§ **Excerpts from a dataset**
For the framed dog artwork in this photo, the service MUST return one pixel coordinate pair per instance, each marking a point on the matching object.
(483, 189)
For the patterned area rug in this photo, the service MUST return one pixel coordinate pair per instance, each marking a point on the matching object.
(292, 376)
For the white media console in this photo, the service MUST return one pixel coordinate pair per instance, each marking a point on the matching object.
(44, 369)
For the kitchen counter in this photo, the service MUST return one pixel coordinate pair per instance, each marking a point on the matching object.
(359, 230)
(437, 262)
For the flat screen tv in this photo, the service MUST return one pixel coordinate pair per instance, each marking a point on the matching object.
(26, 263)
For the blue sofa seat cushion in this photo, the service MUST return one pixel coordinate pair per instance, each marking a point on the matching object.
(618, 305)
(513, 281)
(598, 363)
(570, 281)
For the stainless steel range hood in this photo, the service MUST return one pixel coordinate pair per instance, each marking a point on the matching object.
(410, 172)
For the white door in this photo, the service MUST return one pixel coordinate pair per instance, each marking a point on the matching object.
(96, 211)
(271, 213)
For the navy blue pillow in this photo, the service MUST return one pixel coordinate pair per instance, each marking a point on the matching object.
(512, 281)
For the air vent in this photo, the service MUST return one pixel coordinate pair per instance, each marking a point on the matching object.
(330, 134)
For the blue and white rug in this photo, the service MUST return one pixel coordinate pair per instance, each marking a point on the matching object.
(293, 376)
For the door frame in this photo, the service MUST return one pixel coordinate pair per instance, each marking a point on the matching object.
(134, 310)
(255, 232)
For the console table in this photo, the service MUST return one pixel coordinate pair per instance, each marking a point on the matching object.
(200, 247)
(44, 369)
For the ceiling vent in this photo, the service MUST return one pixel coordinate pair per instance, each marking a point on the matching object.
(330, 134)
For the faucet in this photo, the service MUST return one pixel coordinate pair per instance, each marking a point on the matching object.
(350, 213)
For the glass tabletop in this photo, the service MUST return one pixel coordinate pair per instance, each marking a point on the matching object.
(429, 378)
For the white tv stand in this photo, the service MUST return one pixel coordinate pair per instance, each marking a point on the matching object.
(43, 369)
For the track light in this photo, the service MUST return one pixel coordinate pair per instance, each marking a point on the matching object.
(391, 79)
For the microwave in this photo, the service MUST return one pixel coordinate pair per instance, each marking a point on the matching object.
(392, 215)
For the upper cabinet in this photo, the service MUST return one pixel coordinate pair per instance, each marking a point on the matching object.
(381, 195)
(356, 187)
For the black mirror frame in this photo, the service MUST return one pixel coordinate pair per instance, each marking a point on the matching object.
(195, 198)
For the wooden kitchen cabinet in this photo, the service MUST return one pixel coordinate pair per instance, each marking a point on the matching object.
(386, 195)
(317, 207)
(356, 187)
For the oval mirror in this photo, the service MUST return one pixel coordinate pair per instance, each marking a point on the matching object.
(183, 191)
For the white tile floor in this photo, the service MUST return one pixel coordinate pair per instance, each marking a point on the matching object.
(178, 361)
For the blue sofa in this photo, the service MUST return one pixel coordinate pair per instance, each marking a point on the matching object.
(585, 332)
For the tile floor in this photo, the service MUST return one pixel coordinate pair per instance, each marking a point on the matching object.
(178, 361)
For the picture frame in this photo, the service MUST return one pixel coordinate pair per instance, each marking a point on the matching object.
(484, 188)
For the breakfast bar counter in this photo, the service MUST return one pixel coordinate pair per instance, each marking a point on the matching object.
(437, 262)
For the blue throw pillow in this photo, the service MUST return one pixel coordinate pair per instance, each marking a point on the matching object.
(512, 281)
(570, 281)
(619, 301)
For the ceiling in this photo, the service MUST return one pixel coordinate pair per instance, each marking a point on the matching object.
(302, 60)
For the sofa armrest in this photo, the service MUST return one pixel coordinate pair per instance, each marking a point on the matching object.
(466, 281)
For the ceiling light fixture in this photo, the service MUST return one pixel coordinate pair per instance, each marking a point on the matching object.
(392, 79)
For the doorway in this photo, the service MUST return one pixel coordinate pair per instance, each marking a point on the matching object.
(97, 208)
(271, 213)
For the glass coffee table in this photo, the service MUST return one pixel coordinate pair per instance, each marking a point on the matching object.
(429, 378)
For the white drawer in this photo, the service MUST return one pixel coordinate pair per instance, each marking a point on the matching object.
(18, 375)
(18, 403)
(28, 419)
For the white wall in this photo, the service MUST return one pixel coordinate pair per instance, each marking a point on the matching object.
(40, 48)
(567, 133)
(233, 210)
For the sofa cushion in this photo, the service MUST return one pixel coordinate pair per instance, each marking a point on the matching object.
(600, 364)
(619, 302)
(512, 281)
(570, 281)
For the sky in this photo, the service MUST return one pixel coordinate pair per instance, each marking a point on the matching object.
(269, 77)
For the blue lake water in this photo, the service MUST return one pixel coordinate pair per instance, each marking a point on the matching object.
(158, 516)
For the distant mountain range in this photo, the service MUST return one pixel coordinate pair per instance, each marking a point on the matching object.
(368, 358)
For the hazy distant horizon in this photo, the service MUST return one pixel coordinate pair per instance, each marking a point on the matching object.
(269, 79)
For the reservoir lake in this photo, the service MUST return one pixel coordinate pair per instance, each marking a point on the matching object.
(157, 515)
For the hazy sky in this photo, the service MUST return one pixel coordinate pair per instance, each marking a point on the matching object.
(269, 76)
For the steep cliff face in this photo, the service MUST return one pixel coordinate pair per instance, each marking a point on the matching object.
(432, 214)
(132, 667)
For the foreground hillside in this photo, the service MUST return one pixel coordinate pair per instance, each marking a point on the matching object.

§ **Task statement**
Output the records above precisely.

§ **Output for this task**
For the framed dog artwork in this photo, the service MUST return one pixel coordinate pair per instance, each marking a point on the matching object.
(483, 189)
For the patterned area rug in this photo, the service MUST return one pixel coordinate pair per instance, each marking a point on the matching object.
(292, 376)
For the white media console in this photo, the service MUST return one pixel coordinate pair per instance, each marking a point on the matching object.
(44, 369)
For the kitchen counter in this photo, the service MUST return one pixel coordinate pair per instance, each marking a point on the matching object.
(359, 230)
(437, 262)
For the flat screen tv in this photo, the service MUST return one pixel coordinate pair per instance, each marking a point on the matching object.
(26, 263)
For the blue sofa seat cushion in this photo, the service MUST return one pixel coordinate pair per instance, each marking a point on the matching object.
(618, 305)
(513, 281)
(598, 363)
(570, 281)
For the stainless steel range hood in this photo, the service MUST return one pixel coordinate pair per instance, each marking a point on the matching object.
(410, 172)
For the white door in this photo, the service MUST return one pixel coordinate pair per instance, each marking a point on the matching object.
(96, 211)
(271, 213)
For the navy blue pillow in this photo, the service MUST return one pixel coordinate pair per instance, each marking a point on the matching object.
(512, 281)
For the air vent in this photo, the service MUST return one pixel coordinate pair per instance, each marking a point on the matching object.
(330, 134)
For the blue and white rug in this photo, the service MUST return one pixel coordinate pair per instance, each marking a point on the matching object.
(293, 376)
For the door frame in this photo, the service MUST return one pixel coordinate pair per instance, each marking a point on the matching object.
(134, 310)
(255, 232)
For the console table in this photo, the service MUST return one pixel coordinate pair per instance, each marking a point on the matching object.
(200, 247)
(44, 369)
For the ceiling vent in this photo, the service MUST return one pixel coordinate pair per instance, each marking a point on the matching object.
(330, 134)
For the faucet in this photo, the service MUST return one pixel coordinate pair per instance, each marking a point on the matching object.
(350, 213)
For the glass tabletop in this photo, the service MUST return one pixel coordinate pair per instance, each marking a point on the matching object.
(429, 378)
For the white tv stand in this photo, the service MUST return one pixel coordinate pair per instance, each marking a point on the matching object.
(43, 369)
For the track light in this photo, the service MUST return one pixel coordinate pair per instance, each marking a point on the matching object.
(391, 79)
For the microwave in this photo, the service MUST return one pixel coordinate pair per instance, each marking a point on the matching object.
(392, 215)
For the upper cabinet in this photo, the service MUST return one pixel coordinate pair per instance, each marking a point on the matching object.
(381, 195)
(356, 187)
For the black mirror frame in this photo, the service MUST return one pixel coordinate pair per instance, each marking a point on the matching object.
(195, 198)
For the wooden kitchen cabinet in this photo, the service MUST return one pixel coordinate pair per instance, each marking a point on the matching object.
(386, 195)
(317, 207)
(356, 187)
For the oval mirror in this photo, the service MUST return one pixel coordinate pair per instance, each marking a point on the matching object.
(183, 191)
For the white tile floor in this photo, the service MUST return one pixel coordinate pair per instance, each marking a point on the matching object.
(178, 361)
For the blue sofa in this photo, the service MUST return one pixel coordinate pair per instance, each marking a point on the matching object.
(585, 332)
For the tile floor in this photo, the service MUST return one pixel coordinate pair per instance, each marking a point on the matching object.
(178, 361)
For the picture frame in this photo, the service MUST return one pixel coordinate pair per instance, each marking a point on the matching object.
(484, 188)
For the breakfast bar counter in this photo, the service MUST return one pixel coordinate pair per instance, each marking a point on the matching object.
(437, 262)
For the blue throw pillow in this photo, the service MUST return one pixel coordinate pair per instance, each marking a point on the matching object.
(512, 281)
(570, 281)
(619, 301)
For the ceiling in this photo, the service MUST return one pixel coordinate pair per instance, each marking a point on the matching object.
(302, 60)
For the sofa armrest in this photo, the service MUST return one pixel coordinate pair per instance, each marking a point on the matching object.
(466, 281)
For the ceiling light fixture in this photo, the service MUST return one pixel coordinate pair per instance, each marking a point on the matching object.
(392, 79)
For the doorway in this photo, the service MUST return one pixel coordinate pair per instance, each marking a point on the matching object.
(97, 208)
(271, 213)
For the glass coffee table in this photo, the service MUST return one pixel coordinate pair per instance, each marking a point on the matching object.
(429, 378)
For the white drawer in this photo, the service MUST return one pixel coordinate pair per instance, each marking a point on the matching object.
(18, 375)
(18, 403)
(28, 419)
For the white wall in this photo, the service MUST return one pixel coordinate pair per instance, each marking a point on the matching object.
(40, 48)
(567, 133)
(233, 210)
For the sofa cushion in this photo, the service MUST return one pixel coordinate pair per instance, each marking a point on the matching object.
(600, 364)
(619, 302)
(512, 281)
(570, 281)
For the sky in this photo, the service MUST return one pixel coordinate pair per instance, each marking a point on the matching object.
(269, 77)
For the blue lake water in this photo, the service MUST return one pixel coordinate pair per instance, each marking a point on the matching object.
(158, 516)
For the distant mountain range in this photo, the service MUST return one pixel coordinate pair per instance, each marking a point on the matching object.
(368, 358)
For the hazy distant horizon in this photo, the service MUST return one pixel coordinate pair per instance, each marking a point on the matching object.
(269, 79)
For the reservoir lake in this photo, the service MUST return one pixel coordinate pair per instance, each marking a point on the matching object.
(157, 515)
For the hazy sky in this photo, the service MUST return one pixel coordinate pair per instance, each marking a point on the matching object.
(269, 76)
For the steep cliff face in this photo, the service MUST return one pixel coordinate pair per instance, each marking a point on the matching object.
(432, 214)
(132, 667)
For the foreground hillside in this photo, the service MUST return one pixel coordinate pair per instance, each marking a point on the matching object.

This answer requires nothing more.